What the exercise asks> Lines from the one containing "the snow-capped peak." through the last line of the data are to be repeated word for word, both ends included.

Working data>

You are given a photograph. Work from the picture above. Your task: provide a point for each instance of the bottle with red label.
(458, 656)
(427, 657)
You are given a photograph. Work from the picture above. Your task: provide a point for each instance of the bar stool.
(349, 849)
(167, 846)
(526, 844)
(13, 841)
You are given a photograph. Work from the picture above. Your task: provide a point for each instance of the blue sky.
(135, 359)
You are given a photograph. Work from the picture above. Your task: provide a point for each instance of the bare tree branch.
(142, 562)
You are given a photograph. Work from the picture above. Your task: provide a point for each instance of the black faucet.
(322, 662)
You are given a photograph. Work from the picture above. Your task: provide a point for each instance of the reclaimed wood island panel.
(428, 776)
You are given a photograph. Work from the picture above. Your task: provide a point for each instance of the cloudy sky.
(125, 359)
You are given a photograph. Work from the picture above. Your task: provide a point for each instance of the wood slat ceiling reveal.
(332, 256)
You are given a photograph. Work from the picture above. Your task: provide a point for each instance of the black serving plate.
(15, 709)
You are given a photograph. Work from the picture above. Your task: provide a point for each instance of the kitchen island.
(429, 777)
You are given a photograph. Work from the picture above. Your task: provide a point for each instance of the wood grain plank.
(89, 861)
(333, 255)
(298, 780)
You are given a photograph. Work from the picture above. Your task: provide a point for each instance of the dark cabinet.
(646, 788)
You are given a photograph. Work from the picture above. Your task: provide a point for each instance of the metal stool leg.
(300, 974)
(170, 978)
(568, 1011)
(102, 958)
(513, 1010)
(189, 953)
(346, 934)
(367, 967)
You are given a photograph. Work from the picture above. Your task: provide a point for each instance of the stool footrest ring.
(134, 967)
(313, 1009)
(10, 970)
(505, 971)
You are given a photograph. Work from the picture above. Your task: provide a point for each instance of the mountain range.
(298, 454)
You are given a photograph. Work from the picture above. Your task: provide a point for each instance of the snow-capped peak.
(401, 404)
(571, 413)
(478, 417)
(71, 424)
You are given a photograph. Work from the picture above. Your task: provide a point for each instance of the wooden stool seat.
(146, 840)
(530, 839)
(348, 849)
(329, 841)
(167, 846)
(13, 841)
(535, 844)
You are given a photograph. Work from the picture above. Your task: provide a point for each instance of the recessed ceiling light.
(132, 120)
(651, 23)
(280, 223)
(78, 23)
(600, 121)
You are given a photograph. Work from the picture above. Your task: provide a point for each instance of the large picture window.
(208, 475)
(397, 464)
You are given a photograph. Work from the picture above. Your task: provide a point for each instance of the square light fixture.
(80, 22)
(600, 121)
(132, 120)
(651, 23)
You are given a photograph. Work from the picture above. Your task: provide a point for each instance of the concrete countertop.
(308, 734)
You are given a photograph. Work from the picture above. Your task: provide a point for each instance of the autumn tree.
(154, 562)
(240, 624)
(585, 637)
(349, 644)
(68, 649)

Output of the task>
You are given a photograph. Work from the picture above. Your task: provide a point for each instance of the snow-capped peak.
(401, 404)
(571, 413)
(478, 417)
(71, 424)
You are given a photograph. Work from the picture above. Your task: provide a point for each instance of the wooden stool seat.
(146, 840)
(530, 839)
(348, 849)
(329, 841)
(167, 846)
(13, 841)
(535, 844)
You are given a photograph. Work from the picture above. Your task: provide a point for each instance of the recessed ceiling light.
(132, 120)
(651, 23)
(280, 223)
(78, 23)
(600, 121)
You are given a photograph. Work from the picture above. Your task: provide a point for each instance of the large picture window.
(208, 475)
(397, 464)
You are given a photograph. Work from the picture above. Your task: provide a point for each instance of the square light fixture.
(80, 22)
(600, 121)
(132, 120)
(651, 23)
You are given a photograph. Work from the picture above. Your task: provide a point for each instance of the concrete countertop.
(308, 734)
You are given a photograph. Work from the picture above. Your task: provide a point for each instance of the autumn tree.
(154, 562)
(240, 624)
(585, 637)
(349, 644)
(68, 649)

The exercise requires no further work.